Images for object localization

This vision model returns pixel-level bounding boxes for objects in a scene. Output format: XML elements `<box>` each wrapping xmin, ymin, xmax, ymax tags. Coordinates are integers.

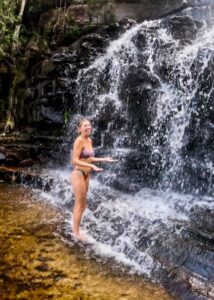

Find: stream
<box><xmin>0</xmin><ymin>182</ymin><xmax>174</xmax><ymax>300</ymax></box>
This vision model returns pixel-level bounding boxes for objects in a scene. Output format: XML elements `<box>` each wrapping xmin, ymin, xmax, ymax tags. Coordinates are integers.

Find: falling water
<box><xmin>74</xmin><ymin>14</ymin><xmax>214</xmax><ymax>192</ymax></box>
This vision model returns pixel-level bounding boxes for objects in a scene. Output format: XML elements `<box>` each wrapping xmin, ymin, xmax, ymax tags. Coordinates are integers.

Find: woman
<box><xmin>71</xmin><ymin>118</ymin><xmax>118</xmax><ymax>240</ymax></box>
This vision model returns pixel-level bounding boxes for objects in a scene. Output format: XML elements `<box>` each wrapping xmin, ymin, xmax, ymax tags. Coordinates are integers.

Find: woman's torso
<box><xmin>73</xmin><ymin>138</ymin><xmax>94</xmax><ymax>176</ymax></box>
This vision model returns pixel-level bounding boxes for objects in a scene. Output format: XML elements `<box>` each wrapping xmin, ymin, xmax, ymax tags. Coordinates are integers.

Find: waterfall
<box><xmin>74</xmin><ymin>10</ymin><xmax>214</xmax><ymax>193</ymax></box>
<box><xmin>150</xmin><ymin>26</ymin><xmax>214</xmax><ymax>190</ymax></box>
<box><xmin>37</xmin><ymin>3</ymin><xmax>214</xmax><ymax>299</ymax></box>
<box><xmin>76</xmin><ymin>23</ymin><xmax>142</xmax><ymax>111</ymax></box>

§ **DESCRIPTION OF THE TASK**
Once you reach the line that contains "Find: stream", print it and every line after it exactly as written, stopping at the last line of the records and adding nothing.

§ **OUTPUT**
Find: stream
<box><xmin>0</xmin><ymin>182</ymin><xmax>174</xmax><ymax>300</ymax></box>
This vision model returns pixel-level bounding boxes for objects in a scene. Output format: XML elements `<box>` each wrapping xmin, ymin, xmax, ymax tags. Coordinates are integers.

Find: falling water
<box><xmin>74</xmin><ymin>14</ymin><xmax>214</xmax><ymax>192</ymax></box>
This vision model returns pixel-level bounding boxes for objects in a scene. Output format: XML elements `<box>` each wrapping xmin, ymin, xmax, ymax tags. Coordinates are integers.

Find: woman
<box><xmin>71</xmin><ymin>118</ymin><xmax>118</xmax><ymax>240</ymax></box>
This vision model returns pixel-level bounding boxes for objects in a scene. Output format: XML elements `<box>` each wrapping xmin, ymin, xmax, ymax tags. Coordinates are integers.

Find: woman's torso
<box><xmin>73</xmin><ymin>138</ymin><xmax>94</xmax><ymax>176</ymax></box>
This vision model returns pixel-level bounding boxes for objects in a scene. Output format: XML elements `<box>` each wrapping xmin, ymin, xmax, ymax tags. Coordinates are integers.

Find: waterfall
<box><xmin>74</xmin><ymin>10</ymin><xmax>214</xmax><ymax>193</ymax></box>
<box><xmin>150</xmin><ymin>26</ymin><xmax>214</xmax><ymax>190</ymax></box>
<box><xmin>37</xmin><ymin>3</ymin><xmax>214</xmax><ymax>299</ymax></box>
<box><xmin>76</xmin><ymin>23</ymin><xmax>142</xmax><ymax>111</ymax></box>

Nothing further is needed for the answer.